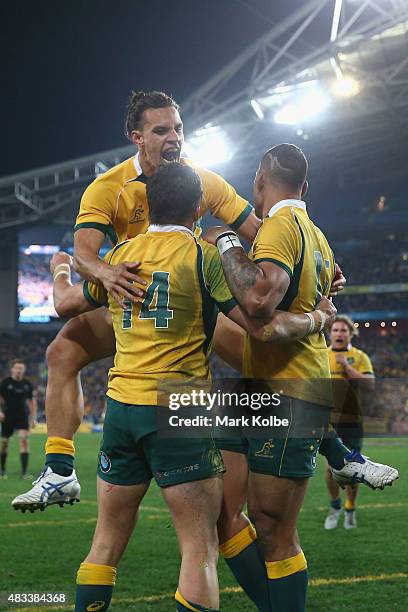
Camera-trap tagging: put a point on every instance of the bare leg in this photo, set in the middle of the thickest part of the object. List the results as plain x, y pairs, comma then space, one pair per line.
23, 441
85, 338
117, 512
332, 486
351, 494
228, 342
274, 504
195, 508
232, 518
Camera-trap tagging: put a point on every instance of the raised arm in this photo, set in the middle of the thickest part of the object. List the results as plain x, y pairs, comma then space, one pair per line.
69, 299
118, 280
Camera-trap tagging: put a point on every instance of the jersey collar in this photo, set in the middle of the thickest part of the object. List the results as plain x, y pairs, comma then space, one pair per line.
169, 228
137, 165
283, 203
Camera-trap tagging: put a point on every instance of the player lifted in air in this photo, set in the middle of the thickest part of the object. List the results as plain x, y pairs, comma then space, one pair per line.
115, 205
165, 337
18, 412
353, 373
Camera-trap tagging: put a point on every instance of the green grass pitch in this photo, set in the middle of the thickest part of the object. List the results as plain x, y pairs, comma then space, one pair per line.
363, 570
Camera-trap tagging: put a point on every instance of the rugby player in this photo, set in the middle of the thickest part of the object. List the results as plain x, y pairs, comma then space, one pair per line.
166, 337
347, 363
290, 266
115, 205
19, 413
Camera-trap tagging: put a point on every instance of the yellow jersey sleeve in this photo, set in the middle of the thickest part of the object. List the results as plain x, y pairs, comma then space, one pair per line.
364, 365
95, 293
221, 200
215, 280
98, 209
278, 241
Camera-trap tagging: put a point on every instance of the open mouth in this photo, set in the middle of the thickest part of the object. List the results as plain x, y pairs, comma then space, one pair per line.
171, 155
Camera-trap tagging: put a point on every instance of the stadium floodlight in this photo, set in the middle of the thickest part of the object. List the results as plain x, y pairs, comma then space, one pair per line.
257, 109
208, 146
346, 87
302, 107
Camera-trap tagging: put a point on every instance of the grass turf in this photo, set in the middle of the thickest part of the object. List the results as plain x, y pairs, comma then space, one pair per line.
364, 569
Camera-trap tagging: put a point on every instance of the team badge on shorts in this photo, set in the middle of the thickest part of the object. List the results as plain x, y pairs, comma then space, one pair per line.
266, 450
104, 462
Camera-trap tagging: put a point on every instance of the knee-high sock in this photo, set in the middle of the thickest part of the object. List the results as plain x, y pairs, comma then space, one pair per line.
60, 455
244, 560
183, 605
24, 462
287, 582
334, 450
94, 587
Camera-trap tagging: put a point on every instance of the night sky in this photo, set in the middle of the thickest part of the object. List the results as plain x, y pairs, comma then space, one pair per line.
68, 67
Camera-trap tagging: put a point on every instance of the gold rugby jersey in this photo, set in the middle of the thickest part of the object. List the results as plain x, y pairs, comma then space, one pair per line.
347, 398
288, 238
116, 204
168, 335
***
PROBLEM TO WORK ON: An exact copy of every entry above is needed, with the pictures left out.

EXERCISE RESULT:
Camera-trap tagging: put a point on every instance of the bare leg in this photo, set in the middle of the thickest part of the object. List the results as plain x, y pairs, comma then space, one pair per line.
23, 441
85, 338
117, 512
332, 486
351, 494
228, 342
274, 504
195, 508
232, 518
Camera-trap tagging: put a point on every instance of the raised arm in this photo, set in the middle of the thickest part of the object. List the results as plain x, y pairs, comma then space, one pair per line.
69, 299
118, 280
Camera-trap tagging: put a point on every instance of the jersey collar in this photo, set in the middle of the thickest part of the object. List the results as plain x, y pairs, comma then space, one pair per line.
169, 228
137, 165
283, 203
Camera-trap tagging: put a point on every instance of the player lifted in air in this photo, set in the middle of the thickest part of the object. List the results as plain x, y pairs, comma then space, one pair per line.
115, 205
165, 337
18, 412
353, 373
Camera-trap tagging: put a point on every instance of the green grass pitch in this photo, set in the middle of the thickest part of the object. List the results as plain x, y pairs, comma then space, one pair per line.
363, 570
Camera-trap tagging: put a point on every instance of the rugby player in this photo, set in the middle of the thickest part of the object. List the results as plain x, y pairs, comma then space, one pair per line.
166, 337
347, 363
290, 266
115, 205
19, 413
Camera-trap tagging: put a point on every instance of the yellow jersey sleeve in this photo, set in the middle of the thickest part of the object. List the results as plain x, y pairs, comma then space, one pair per line.
364, 365
95, 293
221, 200
215, 280
98, 209
278, 241
Camera-trap tagging: put a point on every instance of the open mouth in this photo, set in the middle of the thickest part of the object. List the results as plain x, y pairs, comma then space, one pair per line.
171, 155
Camera-trap tagging: put a point on every instance of the stadium floodlight in this photo, set in the middle of the thickest part of the object. List the results as plain x, y pairs, comma then space, one pair per line.
257, 109
208, 146
346, 87
302, 107
Camera-trap tagging: put a point on every instance of the grass turf in this photo, set in the middle of the thickest part of the object. List the results as plain x, y pairs, comma then space, one pair per line.
364, 569
Camera-trap tagging: put a point on every instance of the team badge on shorts in this photo, set in the middle of the thickest part of the object. List the results as plain x, y pairs, comma then space, one pair per line.
266, 450
104, 462
Camera-trap tagging: put a point on every instance of the knee-high sock in this photo, set in the middle of the thickest part of the object. List the results as plain x, y pairs, comma then space, one pair per line.
60, 455
244, 560
183, 605
24, 462
287, 582
334, 450
94, 587
Camera-trap tagging: put a point on every instance of the night sky in this photo, set in the middle of the thickest part of the object. List the results as plain x, y pairs, comma then space, one pair per line.
68, 67
Camera-trap tagging: put a point on every instance of the gold rugby jersey in this photo, set in the middle of the thickest part of the object. List the results as plain x, y pairs, comma then space, one pair per line.
347, 398
288, 238
116, 204
168, 335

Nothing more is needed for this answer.